* 本文:
/---

歯周病の検査でポケットを測定する時に歯周ポケットがあるからといって必ず歯周病だと診断することは危険です。
その理由は歯の内部が細菌感染を起こしてその結果、根の先に膿がたまり膿は組織の弱いところから外に出ようとするために歯と骨の間にある歯根膜という部分から外に向かって排膿しようとして歯周組織が破壊され、あたかも歯周ポケットを形成するように見えるからです。
つまり歯周ポケットがあるからといって必ずしも歯周病ではないということになります。
もし、診断を間違えて歯周病の治療であるポケットを綺麗にする掻爬術を行ったとすると、歯の表面にあるセメント質を剥ぎ取ってしまうので歯周組織である歯根膜・骨は二度と再生致しません。
そのような意味で診断がとても重要になります。
こちらの患者様は歯頚部に力により欠損が出来てそこから歯の内部に細菌感染がおこり歯髄がダメージを受け根先端が化膿して排膿を起こして歯周ポケットのような排膿路が出来た症例です。
2.5ヶ月にCTを撮影して治癒を確認致しました。骨が見事に再生していることに注目して下さい。
別の角度からCT画像をご覧下さい。
根管治療が成功した結果、排膿路が消え歯周ポケットがなくなりました。

\---

画像ポイント指定データ:
/---

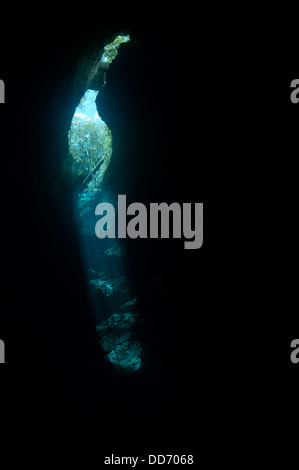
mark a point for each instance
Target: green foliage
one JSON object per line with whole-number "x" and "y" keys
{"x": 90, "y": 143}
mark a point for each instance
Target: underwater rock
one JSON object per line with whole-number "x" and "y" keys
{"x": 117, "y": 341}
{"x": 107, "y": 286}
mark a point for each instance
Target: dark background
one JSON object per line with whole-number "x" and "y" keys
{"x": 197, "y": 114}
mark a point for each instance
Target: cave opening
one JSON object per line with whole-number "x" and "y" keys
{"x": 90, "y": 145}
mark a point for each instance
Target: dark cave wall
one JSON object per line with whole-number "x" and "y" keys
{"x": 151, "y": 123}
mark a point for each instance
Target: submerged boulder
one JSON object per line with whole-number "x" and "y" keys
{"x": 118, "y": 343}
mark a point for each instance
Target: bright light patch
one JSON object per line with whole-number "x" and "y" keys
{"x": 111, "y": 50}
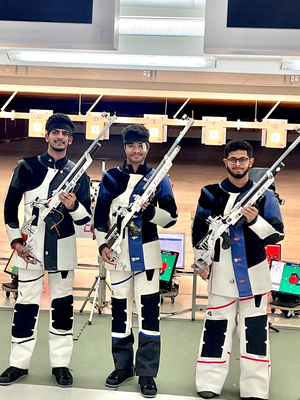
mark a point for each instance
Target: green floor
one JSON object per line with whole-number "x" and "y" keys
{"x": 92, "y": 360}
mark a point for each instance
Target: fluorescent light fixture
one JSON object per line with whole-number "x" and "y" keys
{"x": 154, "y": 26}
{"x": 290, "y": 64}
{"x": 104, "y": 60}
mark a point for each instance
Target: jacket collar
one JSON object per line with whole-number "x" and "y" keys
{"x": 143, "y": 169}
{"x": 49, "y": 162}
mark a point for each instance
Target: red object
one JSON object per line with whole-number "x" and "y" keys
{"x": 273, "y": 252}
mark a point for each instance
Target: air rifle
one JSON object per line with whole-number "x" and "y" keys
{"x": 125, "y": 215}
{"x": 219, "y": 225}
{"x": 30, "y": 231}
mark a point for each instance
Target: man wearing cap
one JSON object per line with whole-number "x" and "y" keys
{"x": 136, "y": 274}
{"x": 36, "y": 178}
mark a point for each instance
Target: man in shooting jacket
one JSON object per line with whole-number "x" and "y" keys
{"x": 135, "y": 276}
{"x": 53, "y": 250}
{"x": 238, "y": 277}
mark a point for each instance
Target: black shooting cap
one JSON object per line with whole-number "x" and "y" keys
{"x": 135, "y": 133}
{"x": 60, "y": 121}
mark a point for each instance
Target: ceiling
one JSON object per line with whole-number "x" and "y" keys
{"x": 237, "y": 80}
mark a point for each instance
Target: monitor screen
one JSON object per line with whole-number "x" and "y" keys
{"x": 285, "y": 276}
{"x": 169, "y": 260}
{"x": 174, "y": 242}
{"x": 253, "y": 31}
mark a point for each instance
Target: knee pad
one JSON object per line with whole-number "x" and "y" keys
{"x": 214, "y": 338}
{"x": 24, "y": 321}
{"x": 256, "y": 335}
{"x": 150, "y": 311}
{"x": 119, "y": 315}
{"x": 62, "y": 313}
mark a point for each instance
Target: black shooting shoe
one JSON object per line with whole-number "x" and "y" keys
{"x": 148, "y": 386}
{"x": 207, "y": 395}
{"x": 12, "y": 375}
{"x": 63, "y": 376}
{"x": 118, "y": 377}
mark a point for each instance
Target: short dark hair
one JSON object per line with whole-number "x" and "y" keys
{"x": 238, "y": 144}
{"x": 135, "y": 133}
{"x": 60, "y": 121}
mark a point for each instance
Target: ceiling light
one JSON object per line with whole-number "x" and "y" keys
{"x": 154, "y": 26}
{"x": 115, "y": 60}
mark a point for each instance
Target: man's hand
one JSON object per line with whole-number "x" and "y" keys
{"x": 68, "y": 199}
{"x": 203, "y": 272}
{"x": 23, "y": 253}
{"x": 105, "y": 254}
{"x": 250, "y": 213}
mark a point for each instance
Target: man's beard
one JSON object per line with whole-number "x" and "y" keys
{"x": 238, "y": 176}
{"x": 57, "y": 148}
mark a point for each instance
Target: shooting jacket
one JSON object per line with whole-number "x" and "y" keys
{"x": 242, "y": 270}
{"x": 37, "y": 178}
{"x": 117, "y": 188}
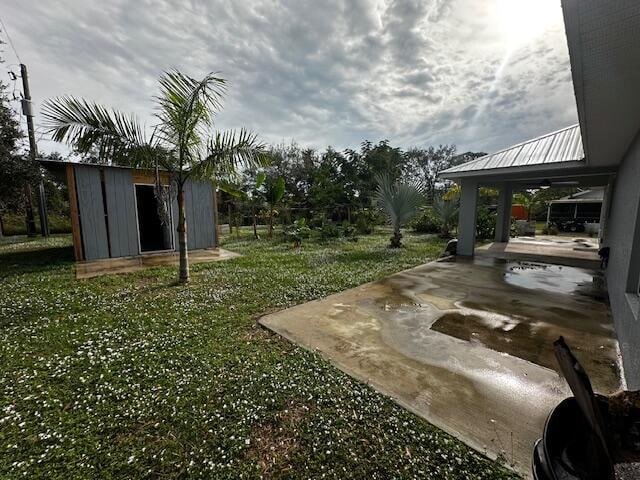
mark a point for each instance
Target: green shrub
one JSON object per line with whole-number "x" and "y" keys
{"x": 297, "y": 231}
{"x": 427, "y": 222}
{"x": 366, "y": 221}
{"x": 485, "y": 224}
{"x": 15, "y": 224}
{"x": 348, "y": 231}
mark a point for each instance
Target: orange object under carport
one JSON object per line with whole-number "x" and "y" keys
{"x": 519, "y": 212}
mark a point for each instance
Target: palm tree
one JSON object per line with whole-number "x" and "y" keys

\---

* 課題:
本文によると、歯周病と誤って診断し掻爬術を行った場合、何が剥ぎ取られてしまいますか。

* 解答:
歯の表面にあるセメント質です。